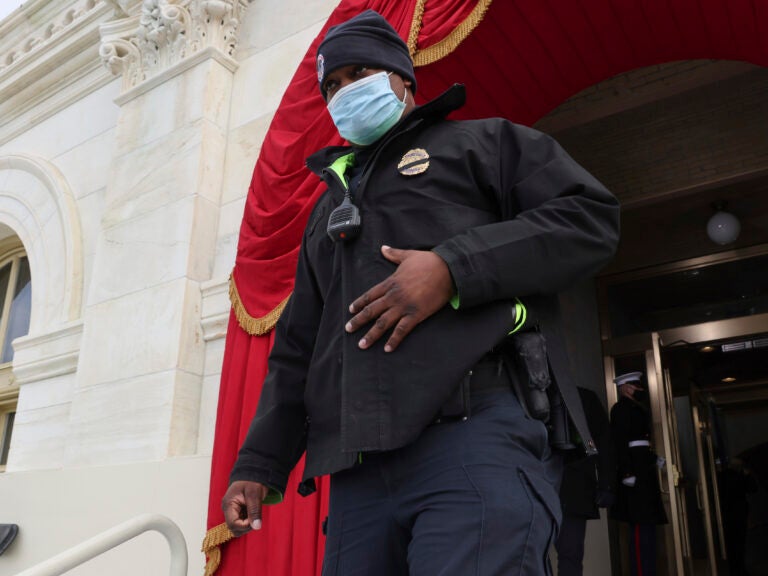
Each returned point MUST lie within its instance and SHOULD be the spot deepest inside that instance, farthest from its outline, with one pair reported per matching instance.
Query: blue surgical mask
(364, 110)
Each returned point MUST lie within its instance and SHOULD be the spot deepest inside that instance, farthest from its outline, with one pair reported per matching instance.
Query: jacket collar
(436, 109)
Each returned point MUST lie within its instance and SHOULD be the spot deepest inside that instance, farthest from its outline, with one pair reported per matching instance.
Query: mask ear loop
(405, 89)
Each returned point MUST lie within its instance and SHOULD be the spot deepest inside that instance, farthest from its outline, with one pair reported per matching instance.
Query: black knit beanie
(366, 39)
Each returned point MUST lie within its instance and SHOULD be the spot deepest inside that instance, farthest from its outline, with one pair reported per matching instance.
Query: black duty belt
(488, 375)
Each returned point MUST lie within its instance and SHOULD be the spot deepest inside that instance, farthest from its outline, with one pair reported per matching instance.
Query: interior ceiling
(707, 364)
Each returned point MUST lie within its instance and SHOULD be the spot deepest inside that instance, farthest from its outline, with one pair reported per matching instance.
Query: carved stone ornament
(165, 32)
(39, 36)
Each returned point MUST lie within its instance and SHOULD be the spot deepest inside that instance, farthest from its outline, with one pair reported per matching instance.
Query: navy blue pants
(468, 498)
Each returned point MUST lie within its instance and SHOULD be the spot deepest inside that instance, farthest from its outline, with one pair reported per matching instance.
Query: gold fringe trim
(418, 16)
(449, 43)
(254, 326)
(214, 538)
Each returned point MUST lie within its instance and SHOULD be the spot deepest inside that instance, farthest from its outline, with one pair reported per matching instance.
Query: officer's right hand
(242, 506)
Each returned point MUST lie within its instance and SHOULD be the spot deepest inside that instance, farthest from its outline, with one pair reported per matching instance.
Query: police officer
(638, 501)
(435, 240)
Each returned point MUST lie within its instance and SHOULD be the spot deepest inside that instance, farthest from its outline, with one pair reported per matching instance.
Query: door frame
(649, 345)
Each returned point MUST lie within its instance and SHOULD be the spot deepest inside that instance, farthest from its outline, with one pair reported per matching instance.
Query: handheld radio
(344, 222)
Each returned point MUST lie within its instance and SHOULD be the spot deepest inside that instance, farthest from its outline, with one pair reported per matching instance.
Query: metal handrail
(114, 537)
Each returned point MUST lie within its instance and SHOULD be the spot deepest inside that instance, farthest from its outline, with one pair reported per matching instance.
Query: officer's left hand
(419, 287)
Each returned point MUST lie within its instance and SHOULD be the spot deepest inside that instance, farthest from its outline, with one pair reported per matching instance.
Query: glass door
(642, 353)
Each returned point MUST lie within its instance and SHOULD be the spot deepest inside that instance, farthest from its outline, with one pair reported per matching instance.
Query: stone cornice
(37, 28)
(47, 355)
(48, 59)
(160, 34)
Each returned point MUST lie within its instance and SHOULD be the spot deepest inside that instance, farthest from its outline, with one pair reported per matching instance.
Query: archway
(37, 204)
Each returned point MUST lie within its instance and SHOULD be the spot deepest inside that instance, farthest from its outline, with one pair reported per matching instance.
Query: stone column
(141, 362)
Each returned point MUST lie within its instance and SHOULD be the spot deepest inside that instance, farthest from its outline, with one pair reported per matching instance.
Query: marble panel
(263, 77)
(209, 400)
(91, 210)
(133, 335)
(201, 92)
(185, 419)
(122, 421)
(215, 297)
(190, 335)
(230, 219)
(155, 175)
(243, 148)
(86, 167)
(48, 393)
(203, 240)
(83, 120)
(267, 23)
(213, 149)
(39, 438)
(137, 254)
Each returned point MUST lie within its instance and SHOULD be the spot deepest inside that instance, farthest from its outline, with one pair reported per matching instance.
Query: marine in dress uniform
(638, 498)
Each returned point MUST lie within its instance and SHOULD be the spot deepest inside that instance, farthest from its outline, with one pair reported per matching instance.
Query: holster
(526, 357)
(525, 354)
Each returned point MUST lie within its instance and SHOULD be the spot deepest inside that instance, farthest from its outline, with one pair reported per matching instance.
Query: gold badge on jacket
(414, 162)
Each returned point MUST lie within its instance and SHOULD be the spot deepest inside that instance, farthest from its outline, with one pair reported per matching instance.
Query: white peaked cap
(627, 378)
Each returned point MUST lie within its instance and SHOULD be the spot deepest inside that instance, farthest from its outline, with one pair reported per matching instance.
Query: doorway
(700, 337)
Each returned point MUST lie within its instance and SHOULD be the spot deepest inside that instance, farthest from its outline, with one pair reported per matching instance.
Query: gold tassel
(413, 36)
(449, 43)
(214, 538)
(253, 326)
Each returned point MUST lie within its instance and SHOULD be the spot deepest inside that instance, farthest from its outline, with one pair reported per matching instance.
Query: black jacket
(513, 216)
(584, 476)
(641, 503)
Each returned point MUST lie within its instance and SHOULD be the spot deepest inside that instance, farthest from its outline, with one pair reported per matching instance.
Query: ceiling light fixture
(723, 227)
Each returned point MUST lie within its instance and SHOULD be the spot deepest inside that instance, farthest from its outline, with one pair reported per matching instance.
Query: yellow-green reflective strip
(521, 314)
(341, 165)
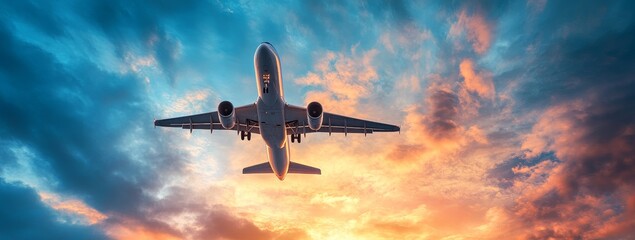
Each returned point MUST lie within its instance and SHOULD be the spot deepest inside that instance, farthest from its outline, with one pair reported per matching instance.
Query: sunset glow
(517, 120)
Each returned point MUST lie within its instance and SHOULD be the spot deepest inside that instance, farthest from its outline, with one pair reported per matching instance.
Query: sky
(517, 119)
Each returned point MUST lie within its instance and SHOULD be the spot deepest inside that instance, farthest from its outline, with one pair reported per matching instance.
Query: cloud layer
(517, 120)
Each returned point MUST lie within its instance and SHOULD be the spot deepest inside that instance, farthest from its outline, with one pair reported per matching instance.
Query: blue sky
(513, 114)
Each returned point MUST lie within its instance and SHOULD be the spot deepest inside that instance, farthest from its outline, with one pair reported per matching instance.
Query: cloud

- Written task:
Extract each line of the items above that contains the string "blue", treating uppercase and lowercase as distinct. Reproduce every matching line in full.

- Response to this exercise:
Query: blue surgical mask
Query: navy blue pants
Query: blue sky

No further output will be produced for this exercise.